Cuplikan Dokumen:

------------------------------------------------------------------------

1. Pengertian Ilmu dalam Islam
Ilmu
dalam Islam berasal dari kata ‘ilm, yang berarti pengetahuan atau
pemahaman yang membawa manusia kepada kebenaran. Dalam pandangan Islam, ilmu
bukan semata hasil rasionalitas manusia, melainkan pancaran cahaya Ilahi yang
menuntun hati dan akal kepada kebenaran hakiki. Al-Qur’an mengangkat kedudukan
ilmu dengan menempatkannya sebagai sarana untuk mengenal Allah SWT. Sebagaimana
ditegaskan oleh Al-Attas (1991), ilmu dalam Islam memiliki fungsi ganda:
sebagai sarana mengenal ciptaan Allah dan sebagai alat untuk menegakkan
keadilan serta kesejahteraan. Oleh karena itu, pendidikan Islam harus membangun
struktur keilmuan yang tidak memisahkan antara ilmu rasional dan wahyu.
Dalam
konteks sosial, ilmu juga berperan sebagai kekuatan pembebasan yang memampukan
manusia untuk memahami realitas dan memperbaikinya sesuai nilai-nilai Ilahi.

------------------------------------------------------------------------

Data Tersedia:
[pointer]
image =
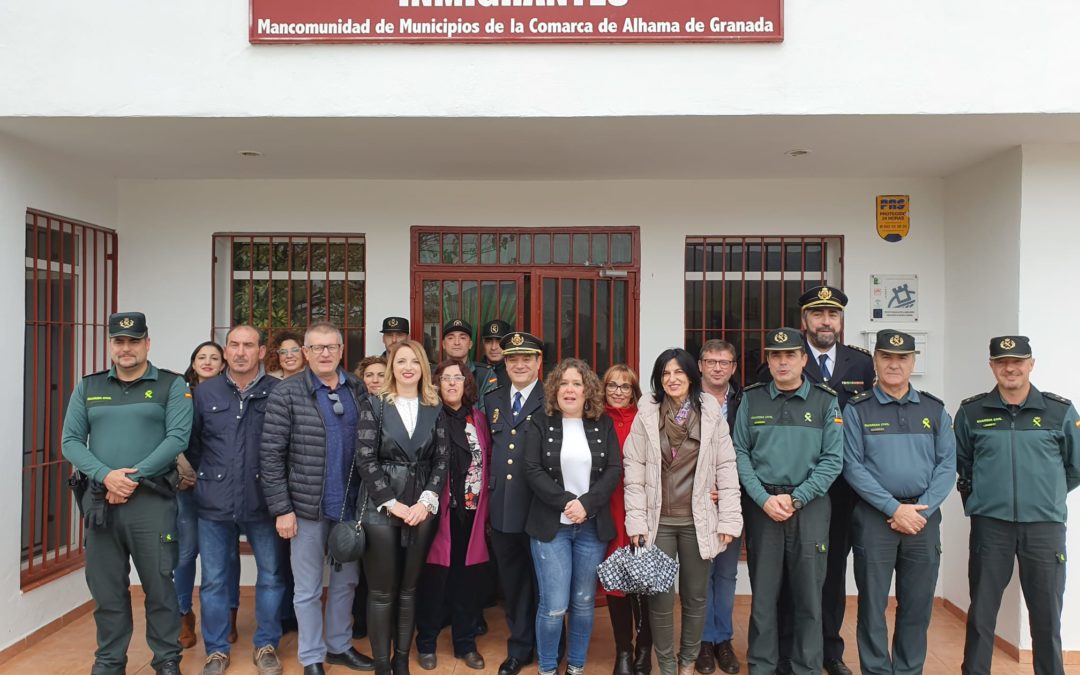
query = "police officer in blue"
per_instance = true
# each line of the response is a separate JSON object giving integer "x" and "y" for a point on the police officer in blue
{"x": 509, "y": 410}
{"x": 899, "y": 457}
{"x": 1017, "y": 455}
{"x": 847, "y": 370}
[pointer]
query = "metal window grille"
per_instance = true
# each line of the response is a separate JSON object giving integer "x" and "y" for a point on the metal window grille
{"x": 70, "y": 292}
{"x": 738, "y": 288}
{"x": 285, "y": 282}
{"x": 574, "y": 287}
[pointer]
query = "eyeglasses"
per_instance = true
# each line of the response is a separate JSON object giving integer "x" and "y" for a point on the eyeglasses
{"x": 329, "y": 349}
{"x": 338, "y": 408}
{"x": 712, "y": 363}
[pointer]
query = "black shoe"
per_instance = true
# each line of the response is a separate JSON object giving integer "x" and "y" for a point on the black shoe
{"x": 726, "y": 658}
{"x": 170, "y": 667}
{"x": 643, "y": 660}
{"x": 427, "y": 661}
{"x": 706, "y": 661}
{"x": 837, "y": 667}
{"x": 352, "y": 660}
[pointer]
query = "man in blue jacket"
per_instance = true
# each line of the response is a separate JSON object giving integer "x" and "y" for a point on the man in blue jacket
{"x": 225, "y": 451}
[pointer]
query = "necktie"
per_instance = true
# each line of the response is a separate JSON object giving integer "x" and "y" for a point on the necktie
{"x": 823, "y": 360}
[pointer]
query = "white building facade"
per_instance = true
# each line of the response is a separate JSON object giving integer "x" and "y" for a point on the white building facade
{"x": 658, "y": 186}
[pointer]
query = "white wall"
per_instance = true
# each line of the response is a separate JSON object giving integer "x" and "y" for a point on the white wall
{"x": 1048, "y": 260}
{"x": 982, "y": 269}
{"x": 30, "y": 178}
{"x": 840, "y": 56}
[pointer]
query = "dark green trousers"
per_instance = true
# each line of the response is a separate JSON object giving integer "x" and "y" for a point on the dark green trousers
{"x": 879, "y": 551}
{"x": 1039, "y": 548}
{"x": 796, "y": 550}
{"x": 142, "y": 530}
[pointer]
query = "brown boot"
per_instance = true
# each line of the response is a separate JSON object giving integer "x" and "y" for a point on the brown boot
{"x": 188, "y": 635}
{"x": 232, "y": 626}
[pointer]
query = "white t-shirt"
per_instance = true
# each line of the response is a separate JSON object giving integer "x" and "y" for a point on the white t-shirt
{"x": 576, "y": 460}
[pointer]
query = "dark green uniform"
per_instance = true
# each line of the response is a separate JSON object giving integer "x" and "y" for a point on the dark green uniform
{"x": 142, "y": 424}
{"x": 787, "y": 443}
{"x": 1018, "y": 463}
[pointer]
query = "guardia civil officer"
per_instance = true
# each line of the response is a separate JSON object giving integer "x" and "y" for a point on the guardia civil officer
{"x": 788, "y": 444}
{"x": 494, "y": 332}
{"x": 457, "y": 343}
{"x": 900, "y": 457}
{"x": 122, "y": 431}
{"x": 847, "y": 370}
{"x": 1017, "y": 454}
{"x": 509, "y": 409}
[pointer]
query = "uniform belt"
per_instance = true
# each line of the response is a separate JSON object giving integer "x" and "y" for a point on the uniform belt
{"x": 779, "y": 489}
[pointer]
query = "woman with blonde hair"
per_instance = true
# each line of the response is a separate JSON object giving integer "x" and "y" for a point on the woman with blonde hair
{"x": 677, "y": 455}
{"x": 402, "y": 457}
{"x": 571, "y": 463}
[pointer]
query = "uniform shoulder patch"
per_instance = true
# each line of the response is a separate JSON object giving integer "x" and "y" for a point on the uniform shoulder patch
{"x": 930, "y": 395}
{"x": 863, "y": 395}
{"x": 974, "y": 399}
{"x": 1056, "y": 397}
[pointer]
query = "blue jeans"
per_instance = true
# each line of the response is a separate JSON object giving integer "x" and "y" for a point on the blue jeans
{"x": 216, "y": 541}
{"x": 187, "y": 531}
{"x": 566, "y": 574}
{"x": 721, "y": 595}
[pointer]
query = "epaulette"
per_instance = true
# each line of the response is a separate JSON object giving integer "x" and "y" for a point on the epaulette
{"x": 1056, "y": 397}
{"x": 930, "y": 395}
{"x": 973, "y": 399}
{"x": 863, "y": 395}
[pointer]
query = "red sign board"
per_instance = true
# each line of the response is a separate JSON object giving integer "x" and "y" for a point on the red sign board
{"x": 515, "y": 21}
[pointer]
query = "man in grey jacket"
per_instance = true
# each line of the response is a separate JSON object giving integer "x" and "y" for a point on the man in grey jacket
{"x": 309, "y": 439}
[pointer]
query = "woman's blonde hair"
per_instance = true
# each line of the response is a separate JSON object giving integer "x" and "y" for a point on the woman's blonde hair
{"x": 426, "y": 390}
{"x": 594, "y": 393}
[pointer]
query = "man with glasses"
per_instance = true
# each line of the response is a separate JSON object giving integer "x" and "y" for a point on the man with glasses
{"x": 225, "y": 451}
{"x": 309, "y": 439}
{"x": 717, "y": 364}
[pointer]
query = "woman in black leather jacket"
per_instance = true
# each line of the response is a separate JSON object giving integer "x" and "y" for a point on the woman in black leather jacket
{"x": 572, "y": 464}
{"x": 403, "y": 472}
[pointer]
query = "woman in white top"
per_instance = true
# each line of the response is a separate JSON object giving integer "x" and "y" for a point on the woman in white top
{"x": 402, "y": 461}
{"x": 572, "y": 466}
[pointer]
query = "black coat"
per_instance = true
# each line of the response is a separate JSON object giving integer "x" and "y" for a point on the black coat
{"x": 543, "y": 443}
{"x": 510, "y": 494}
{"x": 399, "y": 467}
{"x": 293, "y": 454}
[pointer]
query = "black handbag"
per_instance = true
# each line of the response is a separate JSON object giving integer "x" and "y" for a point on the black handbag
{"x": 347, "y": 541}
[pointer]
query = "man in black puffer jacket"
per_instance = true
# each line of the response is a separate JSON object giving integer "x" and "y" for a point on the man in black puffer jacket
{"x": 309, "y": 437}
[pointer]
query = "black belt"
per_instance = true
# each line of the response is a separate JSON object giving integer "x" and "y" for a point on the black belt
{"x": 779, "y": 489}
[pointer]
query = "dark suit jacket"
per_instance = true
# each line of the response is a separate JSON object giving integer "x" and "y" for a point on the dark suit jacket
{"x": 510, "y": 493}
{"x": 543, "y": 443}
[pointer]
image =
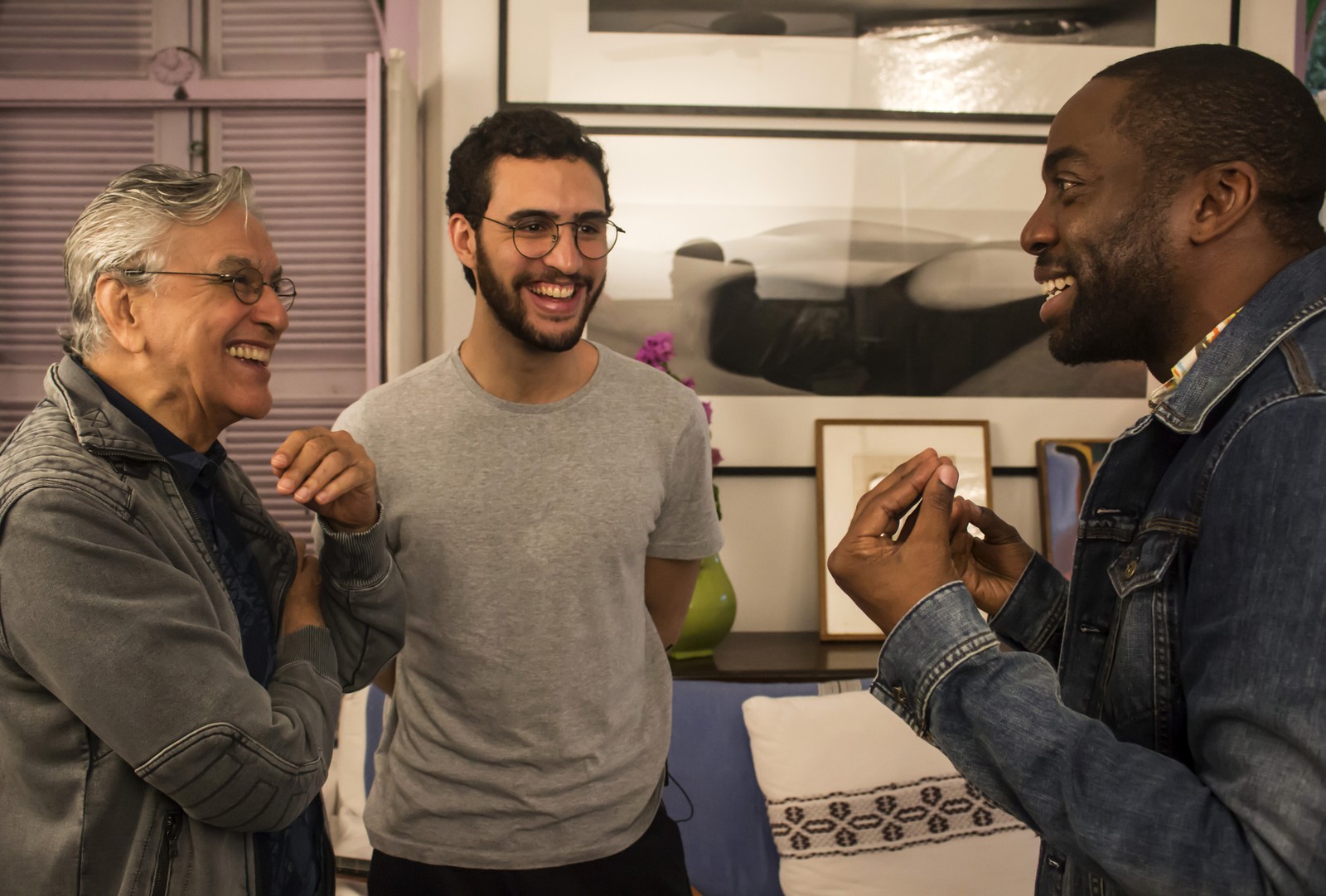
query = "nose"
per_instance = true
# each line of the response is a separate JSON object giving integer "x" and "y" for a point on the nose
{"x": 269, "y": 312}
{"x": 565, "y": 256}
{"x": 1040, "y": 234}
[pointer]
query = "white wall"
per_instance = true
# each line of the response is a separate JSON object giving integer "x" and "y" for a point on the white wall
{"x": 769, "y": 522}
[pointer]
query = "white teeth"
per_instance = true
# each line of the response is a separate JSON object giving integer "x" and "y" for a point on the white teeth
{"x": 249, "y": 353}
{"x": 554, "y": 291}
{"x": 1052, "y": 288}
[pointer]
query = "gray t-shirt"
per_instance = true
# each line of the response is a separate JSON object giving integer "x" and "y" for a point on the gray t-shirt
{"x": 534, "y": 699}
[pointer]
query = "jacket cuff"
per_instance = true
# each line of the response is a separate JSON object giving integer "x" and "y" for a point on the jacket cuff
{"x": 1034, "y": 610}
{"x": 939, "y": 634}
{"x": 309, "y": 644}
{"x": 356, "y": 561}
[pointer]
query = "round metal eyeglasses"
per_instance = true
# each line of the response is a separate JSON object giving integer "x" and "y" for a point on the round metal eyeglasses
{"x": 247, "y": 284}
{"x": 536, "y": 235}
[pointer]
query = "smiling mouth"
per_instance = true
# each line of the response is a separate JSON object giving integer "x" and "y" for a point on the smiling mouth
{"x": 554, "y": 291}
{"x": 255, "y": 354}
{"x": 1056, "y": 285}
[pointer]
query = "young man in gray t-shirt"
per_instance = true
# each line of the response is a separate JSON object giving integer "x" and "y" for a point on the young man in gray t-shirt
{"x": 549, "y": 502}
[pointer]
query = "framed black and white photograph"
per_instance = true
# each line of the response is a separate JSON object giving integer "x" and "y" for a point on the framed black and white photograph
{"x": 978, "y": 60}
{"x": 829, "y": 265}
{"x": 853, "y": 456}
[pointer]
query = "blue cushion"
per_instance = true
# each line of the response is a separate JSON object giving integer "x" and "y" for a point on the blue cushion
{"x": 728, "y": 847}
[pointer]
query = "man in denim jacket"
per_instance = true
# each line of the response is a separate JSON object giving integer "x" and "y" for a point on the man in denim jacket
{"x": 1162, "y": 723}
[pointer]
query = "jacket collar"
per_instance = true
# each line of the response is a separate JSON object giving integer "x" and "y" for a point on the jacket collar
{"x": 1292, "y": 298}
{"x": 99, "y": 426}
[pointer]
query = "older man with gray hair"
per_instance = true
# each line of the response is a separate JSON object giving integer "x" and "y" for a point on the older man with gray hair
{"x": 172, "y": 661}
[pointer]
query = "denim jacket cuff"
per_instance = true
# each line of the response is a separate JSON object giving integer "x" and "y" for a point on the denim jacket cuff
{"x": 939, "y": 634}
{"x": 356, "y": 561}
{"x": 1034, "y": 610}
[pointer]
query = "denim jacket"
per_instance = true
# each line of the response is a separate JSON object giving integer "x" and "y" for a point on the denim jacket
{"x": 1162, "y": 721}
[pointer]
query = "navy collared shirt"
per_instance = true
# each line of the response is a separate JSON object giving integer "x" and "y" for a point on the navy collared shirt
{"x": 291, "y": 860}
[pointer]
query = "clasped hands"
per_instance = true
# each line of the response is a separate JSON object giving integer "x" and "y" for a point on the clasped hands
{"x": 886, "y": 565}
{"x": 331, "y": 473}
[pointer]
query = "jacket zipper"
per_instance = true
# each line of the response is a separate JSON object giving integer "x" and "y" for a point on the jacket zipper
{"x": 167, "y": 851}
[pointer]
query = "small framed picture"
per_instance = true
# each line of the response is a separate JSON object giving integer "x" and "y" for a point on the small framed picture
{"x": 852, "y": 456}
{"x": 1065, "y": 468}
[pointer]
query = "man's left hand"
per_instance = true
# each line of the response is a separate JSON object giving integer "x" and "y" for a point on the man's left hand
{"x": 888, "y": 575}
{"x": 331, "y": 473}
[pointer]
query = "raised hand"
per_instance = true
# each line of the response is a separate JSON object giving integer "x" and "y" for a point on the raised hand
{"x": 992, "y": 565}
{"x": 886, "y": 575}
{"x": 332, "y": 475}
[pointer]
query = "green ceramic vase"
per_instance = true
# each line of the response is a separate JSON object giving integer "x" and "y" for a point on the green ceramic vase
{"x": 709, "y": 621}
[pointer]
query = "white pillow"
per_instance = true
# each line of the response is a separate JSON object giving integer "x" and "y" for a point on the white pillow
{"x": 859, "y": 805}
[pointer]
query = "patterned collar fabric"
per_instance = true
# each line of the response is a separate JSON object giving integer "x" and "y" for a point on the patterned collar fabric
{"x": 1186, "y": 363}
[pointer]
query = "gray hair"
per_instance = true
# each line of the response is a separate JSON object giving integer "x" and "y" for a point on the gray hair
{"x": 123, "y": 228}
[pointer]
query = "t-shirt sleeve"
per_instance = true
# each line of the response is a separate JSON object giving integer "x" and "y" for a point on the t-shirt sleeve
{"x": 689, "y": 522}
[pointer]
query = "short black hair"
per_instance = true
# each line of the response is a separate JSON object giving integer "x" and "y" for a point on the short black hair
{"x": 1190, "y": 108}
{"x": 521, "y": 133}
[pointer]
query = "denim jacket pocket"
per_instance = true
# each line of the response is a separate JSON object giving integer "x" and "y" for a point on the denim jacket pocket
{"x": 1138, "y": 680}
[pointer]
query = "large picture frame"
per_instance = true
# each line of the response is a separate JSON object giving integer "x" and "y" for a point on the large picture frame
{"x": 1065, "y": 469}
{"x": 826, "y": 264}
{"x": 883, "y": 62}
{"x": 850, "y": 458}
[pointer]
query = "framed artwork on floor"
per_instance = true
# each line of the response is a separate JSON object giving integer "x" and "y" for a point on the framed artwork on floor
{"x": 994, "y": 61}
{"x": 1065, "y": 468}
{"x": 852, "y": 456}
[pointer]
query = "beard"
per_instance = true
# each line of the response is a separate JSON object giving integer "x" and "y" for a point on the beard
{"x": 512, "y": 314}
{"x": 1125, "y": 305}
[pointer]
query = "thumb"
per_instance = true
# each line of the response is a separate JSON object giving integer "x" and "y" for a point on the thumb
{"x": 936, "y": 504}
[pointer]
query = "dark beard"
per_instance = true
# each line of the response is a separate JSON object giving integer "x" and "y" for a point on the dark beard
{"x": 1125, "y": 303}
{"x": 511, "y": 312}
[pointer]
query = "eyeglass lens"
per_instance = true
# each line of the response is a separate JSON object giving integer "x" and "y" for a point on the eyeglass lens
{"x": 249, "y": 287}
{"x": 537, "y": 235}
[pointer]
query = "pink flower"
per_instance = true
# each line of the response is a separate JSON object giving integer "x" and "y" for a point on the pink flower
{"x": 656, "y": 350}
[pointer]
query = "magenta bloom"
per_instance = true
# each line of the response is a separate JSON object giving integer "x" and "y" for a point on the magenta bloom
{"x": 656, "y": 350}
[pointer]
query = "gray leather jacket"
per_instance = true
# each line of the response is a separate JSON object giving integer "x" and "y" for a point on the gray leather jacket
{"x": 136, "y": 752}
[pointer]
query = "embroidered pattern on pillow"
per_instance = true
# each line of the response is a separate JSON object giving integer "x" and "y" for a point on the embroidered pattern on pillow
{"x": 890, "y": 816}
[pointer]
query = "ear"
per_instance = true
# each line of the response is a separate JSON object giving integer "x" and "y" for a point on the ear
{"x": 463, "y": 239}
{"x": 1226, "y": 195}
{"x": 119, "y": 309}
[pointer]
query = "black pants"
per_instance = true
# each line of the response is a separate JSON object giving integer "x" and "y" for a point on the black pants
{"x": 653, "y": 866}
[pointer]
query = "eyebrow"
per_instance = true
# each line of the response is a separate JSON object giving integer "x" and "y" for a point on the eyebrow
{"x": 235, "y": 261}
{"x": 1062, "y": 154}
{"x": 544, "y": 212}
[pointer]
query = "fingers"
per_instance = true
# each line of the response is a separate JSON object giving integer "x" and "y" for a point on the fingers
{"x": 935, "y": 512}
{"x": 322, "y": 466}
{"x": 882, "y": 506}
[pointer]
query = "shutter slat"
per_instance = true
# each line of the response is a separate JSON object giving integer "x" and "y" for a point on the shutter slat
{"x": 61, "y": 170}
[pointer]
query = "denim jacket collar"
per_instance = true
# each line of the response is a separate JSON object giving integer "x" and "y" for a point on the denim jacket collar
{"x": 1285, "y": 303}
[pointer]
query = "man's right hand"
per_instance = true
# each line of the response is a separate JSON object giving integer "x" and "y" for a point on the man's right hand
{"x": 990, "y": 566}
{"x": 304, "y": 599}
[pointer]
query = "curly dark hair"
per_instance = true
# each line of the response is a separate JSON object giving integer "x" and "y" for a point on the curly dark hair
{"x": 1190, "y": 108}
{"x": 525, "y": 134}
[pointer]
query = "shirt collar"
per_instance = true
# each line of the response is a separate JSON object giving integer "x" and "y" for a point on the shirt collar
{"x": 1186, "y": 363}
{"x": 196, "y": 467}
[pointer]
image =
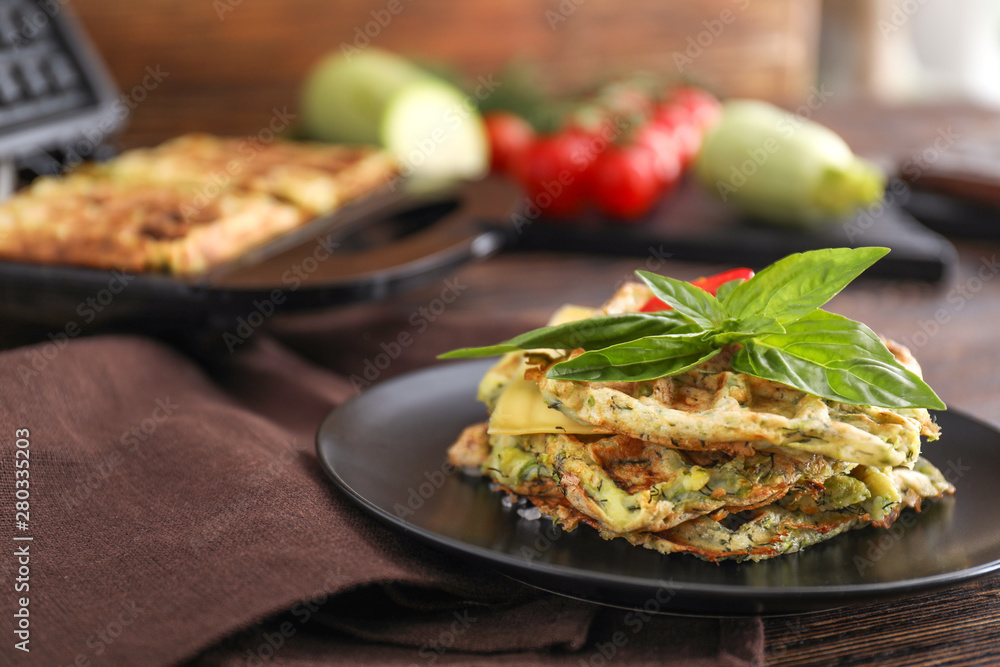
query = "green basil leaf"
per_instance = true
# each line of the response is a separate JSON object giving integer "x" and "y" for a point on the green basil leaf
{"x": 693, "y": 302}
{"x": 592, "y": 333}
{"x": 635, "y": 361}
{"x": 836, "y": 358}
{"x": 736, "y": 331}
{"x": 725, "y": 288}
{"x": 798, "y": 284}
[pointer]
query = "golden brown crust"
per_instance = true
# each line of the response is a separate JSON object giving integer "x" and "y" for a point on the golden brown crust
{"x": 184, "y": 207}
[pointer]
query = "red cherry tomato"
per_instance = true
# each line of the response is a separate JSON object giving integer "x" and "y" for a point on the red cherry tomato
{"x": 625, "y": 182}
{"x": 509, "y": 136}
{"x": 553, "y": 171}
{"x": 710, "y": 284}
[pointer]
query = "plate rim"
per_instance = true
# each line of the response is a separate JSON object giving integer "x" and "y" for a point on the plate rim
{"x": 833, "y": 594}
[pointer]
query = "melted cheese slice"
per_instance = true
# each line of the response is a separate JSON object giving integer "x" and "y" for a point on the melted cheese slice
{"x": 521, "y": 410}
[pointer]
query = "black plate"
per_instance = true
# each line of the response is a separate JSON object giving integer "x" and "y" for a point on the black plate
{"x": 389, "y": 241}
{"x": 386, "y": 449}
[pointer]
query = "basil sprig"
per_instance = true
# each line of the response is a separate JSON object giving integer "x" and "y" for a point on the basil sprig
{"x": 776, "y": 318}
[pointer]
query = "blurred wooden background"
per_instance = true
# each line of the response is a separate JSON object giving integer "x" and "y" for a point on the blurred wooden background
{"x": 230, "y": 62}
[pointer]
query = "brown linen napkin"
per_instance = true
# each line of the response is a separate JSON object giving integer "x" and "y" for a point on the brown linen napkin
{"x": 178, "y": 513}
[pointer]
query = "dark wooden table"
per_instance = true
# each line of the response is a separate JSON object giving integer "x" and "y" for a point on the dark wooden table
{"x": 954, "y": 327}
{"x": 960, "y": 357}
{"x": 958, "y": 626}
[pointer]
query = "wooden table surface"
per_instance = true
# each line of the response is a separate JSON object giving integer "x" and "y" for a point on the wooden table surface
{"x": 957, "y": 626}
{"x": 954, "y": 327}
{"x": 960, "y": 357}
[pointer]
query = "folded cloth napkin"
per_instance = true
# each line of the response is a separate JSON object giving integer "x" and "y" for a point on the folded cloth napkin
{"x": 179, "y": 515}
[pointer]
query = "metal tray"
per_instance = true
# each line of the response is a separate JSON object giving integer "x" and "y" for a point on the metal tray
{"x": 389, "y": 241}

------------------------------------------------------------------------

Menurut teks tentang pengertian ilmu dalam Islam, mengapa pendidikan Islam harus membangun struktur keilmuan yang tidak memisahkan ilmu rasional dan wahyu? Jelaskan dalam satu sampai tiga kalimat.

Dalam pandangan Islam, ilmu bukan semata hasil rasionalitas manusia, melainkan pancaran cahaya Ilahi yang menuntun hati dan akal kepada kebenaran hakiki. Menurut Al-Attas (1991), ilmu juga memiliki fungsi ganda, yaitu sebagai sarana mengenal ciptaan Allah dan sebagai alat untuk menegakkan keadilan serta kesejahteraan.